To do: Copy the lines in the material below from the one containing "Every instance of the <item>gray" through the one containing "Trace each instance of the <item>gray", inclusive, with every character unchanged.
┌──
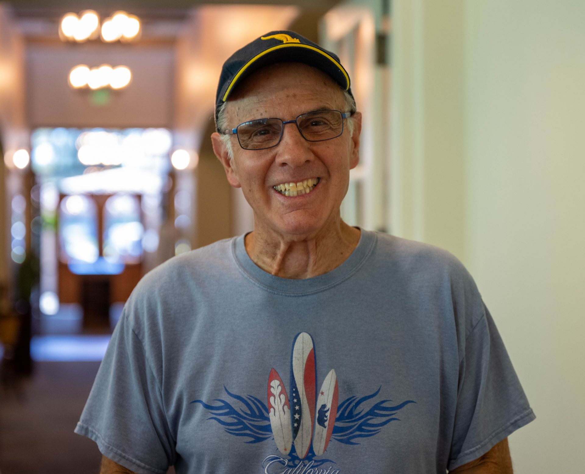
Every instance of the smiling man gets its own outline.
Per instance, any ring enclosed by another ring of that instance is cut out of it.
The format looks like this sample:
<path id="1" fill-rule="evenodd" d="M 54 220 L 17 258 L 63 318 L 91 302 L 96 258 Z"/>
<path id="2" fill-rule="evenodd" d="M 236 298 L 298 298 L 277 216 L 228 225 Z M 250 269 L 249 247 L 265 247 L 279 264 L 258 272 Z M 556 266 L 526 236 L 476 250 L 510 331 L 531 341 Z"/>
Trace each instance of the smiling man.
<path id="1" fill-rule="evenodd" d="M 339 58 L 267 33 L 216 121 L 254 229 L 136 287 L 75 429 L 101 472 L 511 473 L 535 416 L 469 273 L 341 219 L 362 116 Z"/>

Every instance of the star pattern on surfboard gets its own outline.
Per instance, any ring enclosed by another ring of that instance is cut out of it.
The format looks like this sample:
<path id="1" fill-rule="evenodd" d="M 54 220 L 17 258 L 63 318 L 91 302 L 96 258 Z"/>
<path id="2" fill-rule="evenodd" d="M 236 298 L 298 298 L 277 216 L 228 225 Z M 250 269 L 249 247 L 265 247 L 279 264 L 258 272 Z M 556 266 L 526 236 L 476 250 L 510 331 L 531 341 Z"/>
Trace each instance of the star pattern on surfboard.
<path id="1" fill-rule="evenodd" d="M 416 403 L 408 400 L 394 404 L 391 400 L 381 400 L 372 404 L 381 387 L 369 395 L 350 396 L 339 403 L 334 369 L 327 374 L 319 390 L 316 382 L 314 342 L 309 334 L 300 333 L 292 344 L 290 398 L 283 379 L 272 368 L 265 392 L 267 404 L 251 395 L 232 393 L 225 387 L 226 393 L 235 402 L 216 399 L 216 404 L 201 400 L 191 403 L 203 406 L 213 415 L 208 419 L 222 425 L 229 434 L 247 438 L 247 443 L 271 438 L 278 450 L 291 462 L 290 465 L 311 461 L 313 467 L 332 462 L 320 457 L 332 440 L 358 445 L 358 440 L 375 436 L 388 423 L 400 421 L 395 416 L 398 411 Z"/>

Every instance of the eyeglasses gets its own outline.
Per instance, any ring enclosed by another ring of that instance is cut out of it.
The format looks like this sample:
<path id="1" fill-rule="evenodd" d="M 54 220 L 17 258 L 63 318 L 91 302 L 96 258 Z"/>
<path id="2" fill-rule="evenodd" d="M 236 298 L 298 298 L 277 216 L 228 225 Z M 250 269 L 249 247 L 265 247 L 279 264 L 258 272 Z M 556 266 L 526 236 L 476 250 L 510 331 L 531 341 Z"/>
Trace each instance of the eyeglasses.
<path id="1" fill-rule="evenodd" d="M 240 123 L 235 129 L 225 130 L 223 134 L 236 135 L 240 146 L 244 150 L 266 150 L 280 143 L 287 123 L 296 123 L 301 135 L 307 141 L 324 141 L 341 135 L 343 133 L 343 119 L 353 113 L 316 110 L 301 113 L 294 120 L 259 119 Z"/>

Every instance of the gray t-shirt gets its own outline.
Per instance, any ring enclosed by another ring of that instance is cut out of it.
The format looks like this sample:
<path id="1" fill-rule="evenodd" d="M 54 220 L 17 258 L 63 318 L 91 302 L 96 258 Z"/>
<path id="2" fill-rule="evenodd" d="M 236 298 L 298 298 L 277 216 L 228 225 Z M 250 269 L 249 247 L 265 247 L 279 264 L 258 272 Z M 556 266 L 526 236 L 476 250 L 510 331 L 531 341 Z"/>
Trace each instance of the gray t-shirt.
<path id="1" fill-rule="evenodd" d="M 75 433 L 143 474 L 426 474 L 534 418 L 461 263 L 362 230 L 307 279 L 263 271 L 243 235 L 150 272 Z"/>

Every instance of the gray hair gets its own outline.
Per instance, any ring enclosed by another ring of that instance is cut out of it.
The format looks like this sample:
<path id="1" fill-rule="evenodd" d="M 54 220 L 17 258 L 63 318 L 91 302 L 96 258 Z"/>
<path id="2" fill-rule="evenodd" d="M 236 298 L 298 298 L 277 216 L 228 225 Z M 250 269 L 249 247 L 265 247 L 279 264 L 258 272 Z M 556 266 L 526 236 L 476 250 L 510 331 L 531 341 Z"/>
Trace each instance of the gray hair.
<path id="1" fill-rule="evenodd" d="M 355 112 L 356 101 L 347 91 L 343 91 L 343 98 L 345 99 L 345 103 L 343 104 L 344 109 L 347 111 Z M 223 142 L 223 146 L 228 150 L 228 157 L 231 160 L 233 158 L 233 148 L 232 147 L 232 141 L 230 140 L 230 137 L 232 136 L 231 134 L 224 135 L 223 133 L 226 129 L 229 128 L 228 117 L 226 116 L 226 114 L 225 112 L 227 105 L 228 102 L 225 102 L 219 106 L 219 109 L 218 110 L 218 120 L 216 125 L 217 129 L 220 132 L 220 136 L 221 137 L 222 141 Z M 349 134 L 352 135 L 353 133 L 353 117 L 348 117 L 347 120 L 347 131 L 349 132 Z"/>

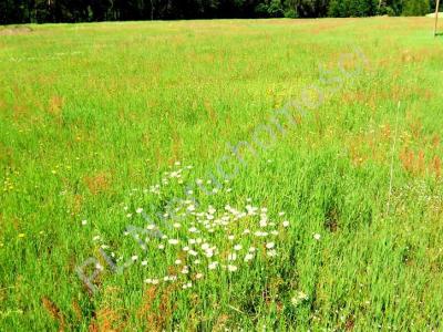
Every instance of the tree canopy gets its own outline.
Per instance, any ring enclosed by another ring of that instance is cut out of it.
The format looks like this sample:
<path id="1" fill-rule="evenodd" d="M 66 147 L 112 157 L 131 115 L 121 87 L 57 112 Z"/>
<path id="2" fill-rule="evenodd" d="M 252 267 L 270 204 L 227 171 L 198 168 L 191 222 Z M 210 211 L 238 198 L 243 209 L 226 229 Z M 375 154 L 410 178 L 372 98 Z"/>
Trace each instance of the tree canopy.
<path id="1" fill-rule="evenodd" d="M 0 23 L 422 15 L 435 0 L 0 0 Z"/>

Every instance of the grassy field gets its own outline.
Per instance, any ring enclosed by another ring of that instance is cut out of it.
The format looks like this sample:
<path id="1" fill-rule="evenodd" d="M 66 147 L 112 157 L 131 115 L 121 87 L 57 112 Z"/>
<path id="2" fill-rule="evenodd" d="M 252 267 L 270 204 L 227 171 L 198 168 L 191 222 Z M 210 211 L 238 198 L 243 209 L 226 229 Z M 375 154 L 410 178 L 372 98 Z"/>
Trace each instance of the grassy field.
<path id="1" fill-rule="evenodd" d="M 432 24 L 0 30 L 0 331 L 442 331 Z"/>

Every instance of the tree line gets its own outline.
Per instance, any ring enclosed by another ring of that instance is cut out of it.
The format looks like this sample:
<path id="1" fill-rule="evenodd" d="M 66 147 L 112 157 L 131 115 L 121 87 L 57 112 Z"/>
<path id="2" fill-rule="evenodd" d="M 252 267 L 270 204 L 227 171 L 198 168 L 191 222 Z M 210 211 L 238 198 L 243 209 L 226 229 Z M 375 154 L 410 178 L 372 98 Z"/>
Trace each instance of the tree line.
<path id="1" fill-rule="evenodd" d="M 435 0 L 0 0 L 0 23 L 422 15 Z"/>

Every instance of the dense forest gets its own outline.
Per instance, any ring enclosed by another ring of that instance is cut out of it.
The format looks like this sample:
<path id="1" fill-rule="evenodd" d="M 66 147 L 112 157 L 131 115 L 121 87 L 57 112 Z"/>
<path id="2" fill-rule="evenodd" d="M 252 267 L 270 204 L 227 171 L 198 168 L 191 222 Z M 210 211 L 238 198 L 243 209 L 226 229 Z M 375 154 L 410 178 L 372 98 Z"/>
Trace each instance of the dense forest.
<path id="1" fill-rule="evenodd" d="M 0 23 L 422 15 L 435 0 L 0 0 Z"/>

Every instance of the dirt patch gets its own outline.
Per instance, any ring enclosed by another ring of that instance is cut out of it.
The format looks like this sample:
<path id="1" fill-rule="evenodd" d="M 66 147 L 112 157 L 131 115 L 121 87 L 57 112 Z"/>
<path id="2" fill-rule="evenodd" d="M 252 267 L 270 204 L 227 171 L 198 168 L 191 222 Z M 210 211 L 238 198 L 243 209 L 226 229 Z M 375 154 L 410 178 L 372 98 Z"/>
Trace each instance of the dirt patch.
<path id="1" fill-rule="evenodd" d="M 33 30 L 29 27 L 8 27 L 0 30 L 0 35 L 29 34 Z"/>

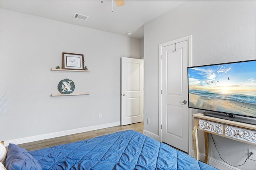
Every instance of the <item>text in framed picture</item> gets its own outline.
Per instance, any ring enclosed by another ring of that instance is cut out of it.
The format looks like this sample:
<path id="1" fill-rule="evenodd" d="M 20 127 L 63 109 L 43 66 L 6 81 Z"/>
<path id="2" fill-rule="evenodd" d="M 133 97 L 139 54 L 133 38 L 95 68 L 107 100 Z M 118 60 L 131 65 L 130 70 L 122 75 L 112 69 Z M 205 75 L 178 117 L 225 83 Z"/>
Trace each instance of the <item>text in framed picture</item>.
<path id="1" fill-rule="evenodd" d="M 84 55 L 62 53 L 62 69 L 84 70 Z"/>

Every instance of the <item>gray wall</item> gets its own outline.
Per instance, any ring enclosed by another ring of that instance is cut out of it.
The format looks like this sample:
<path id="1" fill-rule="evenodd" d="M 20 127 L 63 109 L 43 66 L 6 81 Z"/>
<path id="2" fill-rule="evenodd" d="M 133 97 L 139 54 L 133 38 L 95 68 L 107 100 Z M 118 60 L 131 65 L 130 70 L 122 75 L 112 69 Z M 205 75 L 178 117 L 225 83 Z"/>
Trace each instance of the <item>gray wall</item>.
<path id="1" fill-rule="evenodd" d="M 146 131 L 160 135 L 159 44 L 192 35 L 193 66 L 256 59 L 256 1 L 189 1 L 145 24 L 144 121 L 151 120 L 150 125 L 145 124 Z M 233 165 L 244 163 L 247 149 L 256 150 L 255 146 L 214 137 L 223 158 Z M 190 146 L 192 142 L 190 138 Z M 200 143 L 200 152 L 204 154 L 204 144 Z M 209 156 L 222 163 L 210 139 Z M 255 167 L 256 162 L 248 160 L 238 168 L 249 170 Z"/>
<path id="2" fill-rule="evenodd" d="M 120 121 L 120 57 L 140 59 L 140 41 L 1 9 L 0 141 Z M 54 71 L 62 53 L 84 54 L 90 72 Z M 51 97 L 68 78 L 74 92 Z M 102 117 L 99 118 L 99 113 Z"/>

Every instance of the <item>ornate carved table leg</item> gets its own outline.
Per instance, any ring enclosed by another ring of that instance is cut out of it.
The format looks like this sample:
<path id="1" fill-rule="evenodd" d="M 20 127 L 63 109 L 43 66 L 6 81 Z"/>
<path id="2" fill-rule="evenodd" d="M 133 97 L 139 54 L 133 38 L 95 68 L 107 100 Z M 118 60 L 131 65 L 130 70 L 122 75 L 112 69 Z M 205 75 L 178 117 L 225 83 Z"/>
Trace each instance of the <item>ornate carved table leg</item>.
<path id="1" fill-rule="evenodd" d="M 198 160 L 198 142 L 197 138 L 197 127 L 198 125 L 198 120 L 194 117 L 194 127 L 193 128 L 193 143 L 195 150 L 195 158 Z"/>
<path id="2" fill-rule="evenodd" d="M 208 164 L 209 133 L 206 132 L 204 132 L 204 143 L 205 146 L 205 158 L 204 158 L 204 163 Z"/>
└──
Task response:
Every instance of the <item>gray wall</item> gets its own outline.
Per instance, any ring enclosed by another ring of that instance is cut out of it.
The format looks like this sample:
<path id="1" fill-rule="evenodd" d="M 20 127 L 63 109 L 43 66 L 6 81 Z"/>
<path id="2" fill-rule="evenodd" d="M 133 97 L 139 54 L 133 38 L 95 68 L 107 100 Z M 118 60 L 131 65 L 130 70 L 122 75 L 112 69 Z M 205 75 L 178 117 L 225 83 Z"/>
Trace each instance of the <item>gray wall</item>.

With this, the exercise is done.